Your task: The output is the line holding "Target: young boar" and all lines after it to the end of the records below; restate them unchanged and add nothing.

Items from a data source
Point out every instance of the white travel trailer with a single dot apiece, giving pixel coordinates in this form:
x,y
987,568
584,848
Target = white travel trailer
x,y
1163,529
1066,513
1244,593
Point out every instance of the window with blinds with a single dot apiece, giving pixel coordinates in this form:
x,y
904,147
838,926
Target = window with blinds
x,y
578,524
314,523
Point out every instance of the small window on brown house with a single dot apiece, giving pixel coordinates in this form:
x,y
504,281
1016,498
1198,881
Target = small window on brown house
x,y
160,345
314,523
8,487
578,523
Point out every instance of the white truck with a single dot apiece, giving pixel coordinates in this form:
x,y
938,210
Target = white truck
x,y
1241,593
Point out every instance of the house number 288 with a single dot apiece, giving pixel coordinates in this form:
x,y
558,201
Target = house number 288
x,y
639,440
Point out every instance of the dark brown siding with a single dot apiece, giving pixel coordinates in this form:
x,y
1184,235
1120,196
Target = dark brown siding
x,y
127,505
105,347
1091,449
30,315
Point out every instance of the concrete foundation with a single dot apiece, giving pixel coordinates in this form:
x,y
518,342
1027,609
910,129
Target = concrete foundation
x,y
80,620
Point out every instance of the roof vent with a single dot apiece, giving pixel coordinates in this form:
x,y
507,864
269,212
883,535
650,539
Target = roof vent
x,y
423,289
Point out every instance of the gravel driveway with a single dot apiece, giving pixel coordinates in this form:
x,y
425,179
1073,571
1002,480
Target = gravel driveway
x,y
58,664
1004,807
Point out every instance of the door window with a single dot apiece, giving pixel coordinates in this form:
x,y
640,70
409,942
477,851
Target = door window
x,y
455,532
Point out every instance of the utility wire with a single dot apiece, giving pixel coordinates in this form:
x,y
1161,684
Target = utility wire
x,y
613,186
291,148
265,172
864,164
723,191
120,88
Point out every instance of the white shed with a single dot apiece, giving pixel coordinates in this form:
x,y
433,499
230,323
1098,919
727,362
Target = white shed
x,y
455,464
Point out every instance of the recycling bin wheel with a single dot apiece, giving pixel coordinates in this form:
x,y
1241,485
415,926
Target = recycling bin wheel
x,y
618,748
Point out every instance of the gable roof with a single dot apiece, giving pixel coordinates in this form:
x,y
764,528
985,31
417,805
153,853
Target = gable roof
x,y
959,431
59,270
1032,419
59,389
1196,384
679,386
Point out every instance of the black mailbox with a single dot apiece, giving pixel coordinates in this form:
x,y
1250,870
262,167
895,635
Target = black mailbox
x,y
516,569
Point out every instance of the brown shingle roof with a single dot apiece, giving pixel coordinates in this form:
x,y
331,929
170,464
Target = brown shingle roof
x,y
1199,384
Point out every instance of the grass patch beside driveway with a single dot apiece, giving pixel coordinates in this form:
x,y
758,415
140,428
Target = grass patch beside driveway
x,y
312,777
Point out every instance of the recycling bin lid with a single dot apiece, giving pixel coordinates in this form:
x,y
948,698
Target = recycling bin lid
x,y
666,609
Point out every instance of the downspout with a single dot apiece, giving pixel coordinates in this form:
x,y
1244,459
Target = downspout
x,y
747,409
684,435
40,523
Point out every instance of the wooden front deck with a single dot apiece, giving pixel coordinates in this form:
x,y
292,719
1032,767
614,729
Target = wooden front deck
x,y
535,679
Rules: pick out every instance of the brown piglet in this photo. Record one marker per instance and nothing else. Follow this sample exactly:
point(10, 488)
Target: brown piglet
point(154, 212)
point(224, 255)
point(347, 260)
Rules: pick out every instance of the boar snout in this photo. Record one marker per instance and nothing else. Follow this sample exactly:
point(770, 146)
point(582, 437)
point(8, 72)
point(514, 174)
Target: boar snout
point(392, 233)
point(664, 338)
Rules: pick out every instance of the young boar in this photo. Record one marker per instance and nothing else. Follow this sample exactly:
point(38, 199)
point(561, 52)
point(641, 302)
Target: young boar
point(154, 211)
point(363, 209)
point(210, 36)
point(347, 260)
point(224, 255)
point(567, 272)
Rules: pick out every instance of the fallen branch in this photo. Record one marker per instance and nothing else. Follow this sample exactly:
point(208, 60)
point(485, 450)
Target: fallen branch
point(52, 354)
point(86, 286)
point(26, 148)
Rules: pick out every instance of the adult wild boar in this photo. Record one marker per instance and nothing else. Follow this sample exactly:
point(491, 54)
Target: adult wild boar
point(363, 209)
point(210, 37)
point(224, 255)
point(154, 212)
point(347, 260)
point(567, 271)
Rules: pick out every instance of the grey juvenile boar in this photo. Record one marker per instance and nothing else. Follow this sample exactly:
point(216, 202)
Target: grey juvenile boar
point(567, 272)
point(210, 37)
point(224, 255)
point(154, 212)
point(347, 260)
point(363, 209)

Task output:
Target: young boar
point(154, 211)
point(363, 209)
point(210, 36)
point(347, 260)
point(224, 255)
point(567, 272)
Rules: pick out every instance of the fallen branch in this photo. Record one marker per instance and nothing else. Follow this sample exactly:
point(208, 60)
point(485, 450)
Target: fallen branch
point(52, 354)
point(86, 286)
point(26, 148)
Rules: pick out every instance of the adult wild boar in this photo. Record one marker per instance and nothing else. Follow this sample exactly:
point(491, 54)
Target: adult wild boar
point(363, 209)
point(210, 37)
point(224, 255)
point(154, 212)
point(347, 260)
point(567, 271)
Rules: pick out every instance of the grey juvenile boar in this photo. Record one marker per instance and nothing else. Follow this sample exactly:
point(216, 202)
Target: grey juvenile boar
point(567, 272)
point(210, 37)
point(224, 255)
point(154, 212)
point(347, 260)
point(363, 209)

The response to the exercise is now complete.